** DOCUMENT SEGMENT **
____________________

The marginal effect of \(x\) on \(y\) is:
\[
\frac{\partial y_{it}}{\partial x_{it}} = \gamma_1 + \gamma_3 \cdot z_{it}
\]
This is not constant—it depends on the level of \(z_{it}\).
If \(\gamma_1 > 0\) and \(\gamma_3 < 0\), there exists a “crossing point” \(z^* = -\gamma_1/\gamma_3\) where the marginal effect of \(x\) switches sign. Below \(z^*\), \(x\) has a positive effect; above \(z^*\), negative.
Clustering Standard Errors
Standard OLS assumes \(\varepsilon_{it}\) is i.i.d. This fails in panels because:
- Serial correlation within country: A country’s error in 2022Q1 is correlated with its error in 2022Q2
- Cross-sectional dependence: Country A’s error in 2022Q1 may correlate with Country B’s (global shocks)
Clustering by country handles (1): it allows arbitrary within-country correlation over time.
Important: Cluster-robust inference requires \(N \to \infty\). With only 30 countries, cluster SEs may be unreliable. Rule of thumb: need \(N \geq 50\) for good coverage. With small \(N\), consider wild cluster bootstrap.
Monte Carlo Simulations
This section uses Monte Carlo simulations to demonstrate the properties of panel estimators.
Demonstrating OVB: Pooled OLS vs. FE
We simulate a panel where \(\text{Cov}(x_{it}, \alpha_i) \neq 0\) and show that pooled OLS is biased while FE is consistent.
set.seed(42)
# Parameters
N <- 50 # countries
T_per <- 20 # quarters
beta_true <- -0.5 # true effect: negative
gamma_alpha <- 3 # how much alpha matters for y
# Simulation
n_sims <- 1000
beta_ols <- numeric(n_sims)
beta_fe <- numeric(n_sims)
for (s in 1:n_sims) {
# Generate unobserved heterogeneity
alpha <- rnorm(N, mean = 5, sd = 2) # country effect
# Generate x correlated with alpha
# Countries with higher alpha have LOWER x (negative correlation)
x <- matrix(NA, N, T_per)
for (i in 1:N) {
x[i, ] <- -0.8 * alpha[i] + rnorm(T_per, mean = 20, sd = 3)
}
# Generate y
y <- matrix(NA, N, T_per)
eps <- matrix(rnorm(N * T_per, sd = 1), N, T_per)
for (i in 1:N) {
y[i, ] <- beta_true * x[i, ] + gamma_alpha * alpha[i] + eps[i, ]
}
# Reshape to panel
id <- rep(1:N, each = T_per)
tt <- rep(1:T_per, times = N)
yy <- as.vector(t(y))
xx <- as.vector(t(x))
# Pooled OLS
beta_ols[s] <- coef(lm(yy ~ xx))[2]
# Fixed Effects
df <- data.frame(y = yy, x = xx, id = factor(id))
beta_fe[s] <- coef(fixest::feols(y ~ x | id, data = df))["x"]
}
# Results
cat("=== Monte Carlo Results (1000 simulations) ===\n")

____________________

** DATASET ENTRIES **
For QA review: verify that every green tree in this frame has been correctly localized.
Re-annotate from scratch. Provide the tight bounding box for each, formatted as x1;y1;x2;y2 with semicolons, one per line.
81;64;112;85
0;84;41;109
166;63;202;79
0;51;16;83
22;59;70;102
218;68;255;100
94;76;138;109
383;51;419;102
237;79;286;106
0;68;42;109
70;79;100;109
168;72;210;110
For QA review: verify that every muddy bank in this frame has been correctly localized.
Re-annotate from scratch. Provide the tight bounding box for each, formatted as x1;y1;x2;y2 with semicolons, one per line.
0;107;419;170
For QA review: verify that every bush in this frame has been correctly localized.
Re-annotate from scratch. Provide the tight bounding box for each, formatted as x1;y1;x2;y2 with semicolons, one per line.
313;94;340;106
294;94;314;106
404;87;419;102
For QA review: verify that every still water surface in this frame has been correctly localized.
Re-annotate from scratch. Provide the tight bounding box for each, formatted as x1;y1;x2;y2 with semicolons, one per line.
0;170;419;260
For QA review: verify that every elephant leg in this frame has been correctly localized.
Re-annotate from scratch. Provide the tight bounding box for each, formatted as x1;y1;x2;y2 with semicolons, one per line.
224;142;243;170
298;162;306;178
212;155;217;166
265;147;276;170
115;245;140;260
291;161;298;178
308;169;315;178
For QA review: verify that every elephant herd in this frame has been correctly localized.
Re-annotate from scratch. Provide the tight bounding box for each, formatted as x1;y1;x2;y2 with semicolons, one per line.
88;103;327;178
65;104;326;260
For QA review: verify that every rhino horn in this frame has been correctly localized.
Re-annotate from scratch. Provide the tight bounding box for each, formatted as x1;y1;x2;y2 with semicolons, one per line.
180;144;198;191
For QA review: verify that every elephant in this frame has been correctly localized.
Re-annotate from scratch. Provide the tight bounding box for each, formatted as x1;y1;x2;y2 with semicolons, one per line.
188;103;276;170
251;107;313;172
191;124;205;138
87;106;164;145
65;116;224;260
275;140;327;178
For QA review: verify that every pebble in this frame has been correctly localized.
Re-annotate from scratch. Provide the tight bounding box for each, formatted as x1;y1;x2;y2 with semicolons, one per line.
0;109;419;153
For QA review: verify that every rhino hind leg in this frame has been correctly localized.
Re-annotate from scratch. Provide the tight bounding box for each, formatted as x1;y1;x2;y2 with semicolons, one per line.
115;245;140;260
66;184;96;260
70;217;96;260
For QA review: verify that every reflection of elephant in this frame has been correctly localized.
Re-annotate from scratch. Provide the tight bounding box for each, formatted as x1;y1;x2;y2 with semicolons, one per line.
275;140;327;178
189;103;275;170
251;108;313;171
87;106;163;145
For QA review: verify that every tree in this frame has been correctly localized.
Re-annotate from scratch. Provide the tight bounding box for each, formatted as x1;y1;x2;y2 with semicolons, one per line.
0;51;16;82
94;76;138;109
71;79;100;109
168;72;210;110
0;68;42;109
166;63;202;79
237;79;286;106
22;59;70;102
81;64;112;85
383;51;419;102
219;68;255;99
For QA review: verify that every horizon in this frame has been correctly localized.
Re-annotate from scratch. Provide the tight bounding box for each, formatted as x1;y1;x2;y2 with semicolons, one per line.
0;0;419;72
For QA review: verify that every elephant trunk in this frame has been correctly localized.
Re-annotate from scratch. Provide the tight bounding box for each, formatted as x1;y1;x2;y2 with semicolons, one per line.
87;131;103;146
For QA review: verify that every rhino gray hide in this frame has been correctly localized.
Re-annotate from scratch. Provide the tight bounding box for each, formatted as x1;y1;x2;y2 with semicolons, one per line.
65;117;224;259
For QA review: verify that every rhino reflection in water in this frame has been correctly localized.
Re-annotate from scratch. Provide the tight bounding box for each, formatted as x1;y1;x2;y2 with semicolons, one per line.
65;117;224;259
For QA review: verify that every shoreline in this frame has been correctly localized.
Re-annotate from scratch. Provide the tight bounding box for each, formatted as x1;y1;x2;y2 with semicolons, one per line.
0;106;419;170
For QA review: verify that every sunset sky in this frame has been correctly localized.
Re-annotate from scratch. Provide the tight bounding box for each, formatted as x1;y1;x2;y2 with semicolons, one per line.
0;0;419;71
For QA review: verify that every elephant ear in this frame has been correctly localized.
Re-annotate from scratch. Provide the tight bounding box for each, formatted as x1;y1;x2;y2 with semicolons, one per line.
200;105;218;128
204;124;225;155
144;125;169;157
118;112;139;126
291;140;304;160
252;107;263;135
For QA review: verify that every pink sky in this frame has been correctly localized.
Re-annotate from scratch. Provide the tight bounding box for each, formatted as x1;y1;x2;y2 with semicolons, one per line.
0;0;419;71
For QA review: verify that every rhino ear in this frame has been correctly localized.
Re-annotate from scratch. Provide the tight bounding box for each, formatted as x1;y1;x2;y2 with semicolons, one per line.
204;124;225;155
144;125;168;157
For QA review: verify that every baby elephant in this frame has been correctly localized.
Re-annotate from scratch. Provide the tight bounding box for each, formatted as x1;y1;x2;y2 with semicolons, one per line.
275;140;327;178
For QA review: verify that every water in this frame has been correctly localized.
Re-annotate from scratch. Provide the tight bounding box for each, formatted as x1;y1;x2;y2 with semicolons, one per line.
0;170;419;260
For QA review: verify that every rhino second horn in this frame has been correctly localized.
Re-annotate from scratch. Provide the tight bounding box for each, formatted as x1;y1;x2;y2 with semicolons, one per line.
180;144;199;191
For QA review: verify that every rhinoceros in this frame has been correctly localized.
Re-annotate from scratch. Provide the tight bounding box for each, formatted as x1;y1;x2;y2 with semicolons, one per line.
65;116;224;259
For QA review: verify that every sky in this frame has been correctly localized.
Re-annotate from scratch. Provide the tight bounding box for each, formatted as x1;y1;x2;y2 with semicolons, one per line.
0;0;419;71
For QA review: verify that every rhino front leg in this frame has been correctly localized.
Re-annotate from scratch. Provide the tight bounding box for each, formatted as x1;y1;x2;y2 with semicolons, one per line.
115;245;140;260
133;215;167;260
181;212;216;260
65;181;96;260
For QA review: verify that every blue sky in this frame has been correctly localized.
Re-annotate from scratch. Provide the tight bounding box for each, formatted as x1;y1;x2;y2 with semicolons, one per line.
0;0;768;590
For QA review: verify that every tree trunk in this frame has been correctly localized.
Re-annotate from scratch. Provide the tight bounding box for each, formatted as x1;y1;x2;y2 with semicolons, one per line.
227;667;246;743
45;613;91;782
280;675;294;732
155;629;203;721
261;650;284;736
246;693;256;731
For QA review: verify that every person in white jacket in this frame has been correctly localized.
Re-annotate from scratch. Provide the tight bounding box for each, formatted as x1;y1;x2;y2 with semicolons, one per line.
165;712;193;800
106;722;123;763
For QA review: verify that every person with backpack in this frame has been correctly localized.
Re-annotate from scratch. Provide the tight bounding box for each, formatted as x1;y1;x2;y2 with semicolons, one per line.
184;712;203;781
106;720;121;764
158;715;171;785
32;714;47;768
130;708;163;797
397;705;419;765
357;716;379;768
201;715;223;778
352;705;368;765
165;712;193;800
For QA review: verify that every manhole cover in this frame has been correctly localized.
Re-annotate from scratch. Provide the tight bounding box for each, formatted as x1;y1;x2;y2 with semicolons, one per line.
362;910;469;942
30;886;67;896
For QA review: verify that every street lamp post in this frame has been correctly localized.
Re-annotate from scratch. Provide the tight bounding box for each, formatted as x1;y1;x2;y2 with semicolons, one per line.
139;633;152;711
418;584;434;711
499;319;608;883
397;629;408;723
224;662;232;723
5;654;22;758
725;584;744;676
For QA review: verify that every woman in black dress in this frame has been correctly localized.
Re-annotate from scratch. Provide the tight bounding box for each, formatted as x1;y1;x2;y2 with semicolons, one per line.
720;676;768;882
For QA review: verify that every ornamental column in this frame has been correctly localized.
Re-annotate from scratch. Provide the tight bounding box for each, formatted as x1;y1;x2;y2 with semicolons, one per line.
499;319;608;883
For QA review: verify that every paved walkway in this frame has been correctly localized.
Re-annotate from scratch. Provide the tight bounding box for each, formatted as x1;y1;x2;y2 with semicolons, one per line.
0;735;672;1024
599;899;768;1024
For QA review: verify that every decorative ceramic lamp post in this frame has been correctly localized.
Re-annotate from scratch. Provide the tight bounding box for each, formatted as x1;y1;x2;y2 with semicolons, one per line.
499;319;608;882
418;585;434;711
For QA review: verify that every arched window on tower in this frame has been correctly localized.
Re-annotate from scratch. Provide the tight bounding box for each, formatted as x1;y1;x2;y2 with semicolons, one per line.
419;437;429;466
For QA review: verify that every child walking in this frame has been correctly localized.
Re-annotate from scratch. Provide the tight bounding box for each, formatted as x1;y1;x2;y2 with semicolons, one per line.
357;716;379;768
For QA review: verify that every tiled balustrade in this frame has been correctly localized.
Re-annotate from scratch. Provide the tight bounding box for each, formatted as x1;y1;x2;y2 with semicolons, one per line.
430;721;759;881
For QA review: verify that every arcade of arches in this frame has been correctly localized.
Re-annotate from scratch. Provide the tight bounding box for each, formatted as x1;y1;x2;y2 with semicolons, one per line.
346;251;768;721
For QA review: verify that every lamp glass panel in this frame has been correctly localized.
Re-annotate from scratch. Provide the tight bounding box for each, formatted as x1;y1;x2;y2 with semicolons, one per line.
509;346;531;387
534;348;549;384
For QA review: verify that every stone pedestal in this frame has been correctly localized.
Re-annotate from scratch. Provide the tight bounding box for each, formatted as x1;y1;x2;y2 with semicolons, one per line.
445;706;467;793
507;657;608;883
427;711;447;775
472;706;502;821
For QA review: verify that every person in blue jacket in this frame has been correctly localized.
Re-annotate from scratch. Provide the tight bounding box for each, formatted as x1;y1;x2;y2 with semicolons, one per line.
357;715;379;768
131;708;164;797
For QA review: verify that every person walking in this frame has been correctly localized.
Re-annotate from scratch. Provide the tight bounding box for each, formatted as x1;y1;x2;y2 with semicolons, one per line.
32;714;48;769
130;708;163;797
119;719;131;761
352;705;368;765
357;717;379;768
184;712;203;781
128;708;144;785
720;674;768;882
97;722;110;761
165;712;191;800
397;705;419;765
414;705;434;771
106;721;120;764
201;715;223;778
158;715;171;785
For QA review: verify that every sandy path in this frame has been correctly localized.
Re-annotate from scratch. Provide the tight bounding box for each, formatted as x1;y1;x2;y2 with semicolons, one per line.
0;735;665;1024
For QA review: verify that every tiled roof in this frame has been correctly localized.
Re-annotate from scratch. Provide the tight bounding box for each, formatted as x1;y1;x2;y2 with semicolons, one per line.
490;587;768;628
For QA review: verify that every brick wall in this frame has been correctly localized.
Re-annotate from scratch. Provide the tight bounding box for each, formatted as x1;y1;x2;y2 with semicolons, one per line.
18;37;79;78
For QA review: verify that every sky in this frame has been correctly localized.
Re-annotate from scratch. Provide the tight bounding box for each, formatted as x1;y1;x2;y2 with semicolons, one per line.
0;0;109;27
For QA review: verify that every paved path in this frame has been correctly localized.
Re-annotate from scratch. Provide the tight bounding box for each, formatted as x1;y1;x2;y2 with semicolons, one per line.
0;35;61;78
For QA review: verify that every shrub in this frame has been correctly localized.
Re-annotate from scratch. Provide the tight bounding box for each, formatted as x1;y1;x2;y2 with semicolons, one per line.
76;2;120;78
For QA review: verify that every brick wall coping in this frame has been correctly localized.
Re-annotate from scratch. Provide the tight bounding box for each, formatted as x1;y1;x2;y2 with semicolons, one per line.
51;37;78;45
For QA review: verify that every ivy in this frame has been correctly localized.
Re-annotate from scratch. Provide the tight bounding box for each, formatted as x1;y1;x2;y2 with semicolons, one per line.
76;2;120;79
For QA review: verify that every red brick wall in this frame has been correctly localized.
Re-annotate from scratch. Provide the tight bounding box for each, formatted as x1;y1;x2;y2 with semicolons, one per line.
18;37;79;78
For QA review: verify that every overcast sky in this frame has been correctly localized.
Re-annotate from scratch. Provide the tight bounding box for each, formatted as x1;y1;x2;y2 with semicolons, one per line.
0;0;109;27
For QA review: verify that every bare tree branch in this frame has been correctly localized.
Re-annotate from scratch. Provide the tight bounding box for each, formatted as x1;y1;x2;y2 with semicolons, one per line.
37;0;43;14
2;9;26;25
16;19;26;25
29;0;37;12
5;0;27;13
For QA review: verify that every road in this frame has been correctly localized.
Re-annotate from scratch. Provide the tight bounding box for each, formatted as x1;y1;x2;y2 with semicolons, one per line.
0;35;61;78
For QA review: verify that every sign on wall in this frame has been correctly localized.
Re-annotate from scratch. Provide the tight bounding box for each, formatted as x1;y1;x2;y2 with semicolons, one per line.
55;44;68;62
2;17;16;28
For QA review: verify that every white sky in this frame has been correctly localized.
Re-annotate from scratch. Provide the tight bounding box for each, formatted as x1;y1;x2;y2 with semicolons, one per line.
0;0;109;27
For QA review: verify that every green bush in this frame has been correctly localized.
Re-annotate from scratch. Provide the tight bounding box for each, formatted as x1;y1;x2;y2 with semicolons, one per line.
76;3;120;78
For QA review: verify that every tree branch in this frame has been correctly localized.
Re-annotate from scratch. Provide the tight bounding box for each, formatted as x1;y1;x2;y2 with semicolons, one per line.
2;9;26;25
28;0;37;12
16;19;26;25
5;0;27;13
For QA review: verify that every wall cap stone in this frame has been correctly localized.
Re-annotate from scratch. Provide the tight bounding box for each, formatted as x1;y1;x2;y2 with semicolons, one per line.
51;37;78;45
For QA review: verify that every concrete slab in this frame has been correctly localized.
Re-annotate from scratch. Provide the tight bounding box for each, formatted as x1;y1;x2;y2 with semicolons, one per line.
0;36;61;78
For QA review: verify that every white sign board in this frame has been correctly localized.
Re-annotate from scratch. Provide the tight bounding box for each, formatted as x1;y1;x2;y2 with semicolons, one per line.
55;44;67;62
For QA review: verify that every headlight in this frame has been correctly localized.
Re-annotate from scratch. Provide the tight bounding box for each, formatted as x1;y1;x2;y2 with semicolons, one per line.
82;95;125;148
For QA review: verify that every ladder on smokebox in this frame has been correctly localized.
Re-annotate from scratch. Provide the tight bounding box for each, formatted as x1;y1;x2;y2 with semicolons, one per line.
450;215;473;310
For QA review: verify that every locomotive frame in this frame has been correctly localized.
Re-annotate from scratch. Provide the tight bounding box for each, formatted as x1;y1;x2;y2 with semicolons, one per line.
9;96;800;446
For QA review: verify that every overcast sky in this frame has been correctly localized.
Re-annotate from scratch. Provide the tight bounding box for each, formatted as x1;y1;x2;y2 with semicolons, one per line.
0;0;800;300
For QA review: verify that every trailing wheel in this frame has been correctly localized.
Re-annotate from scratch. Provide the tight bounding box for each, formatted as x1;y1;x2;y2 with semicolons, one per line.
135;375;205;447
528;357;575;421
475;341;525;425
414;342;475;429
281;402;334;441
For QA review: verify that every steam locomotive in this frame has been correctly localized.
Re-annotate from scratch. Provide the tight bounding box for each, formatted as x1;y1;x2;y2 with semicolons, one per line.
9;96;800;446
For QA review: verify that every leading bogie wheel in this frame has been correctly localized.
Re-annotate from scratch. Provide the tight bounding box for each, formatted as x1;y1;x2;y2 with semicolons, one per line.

____________________

** TASKS AND EXERCISES **
• 1. From the panel econometrics text, extract the passage from "beta_fe <- numeric(n_sims)" to "20, sd = 3)".
• 2. In the panel econometrics text, what rule of thumb is given for the number of clusters needed for good coverage?

** THE SOLUTIONS **
• 1.
beta_fe <- numeric(n_sims)
for (s in 1:n_sims) {
# Generate unobserved heterogeneity
alpha <- rnorm(N, mean = 5, sd = 2) # country effect
# Generate x correlated with alpha
# Countries with higher alpha have LOWER x (negative correlation)
x <- matrix(NA, N, T_per)
for (i in 1:N) {
x[i, ] <- -0.8 * alpha[i] + rnorm(T_per, mean = 20, sd = 3)

• 2. N ≥ 50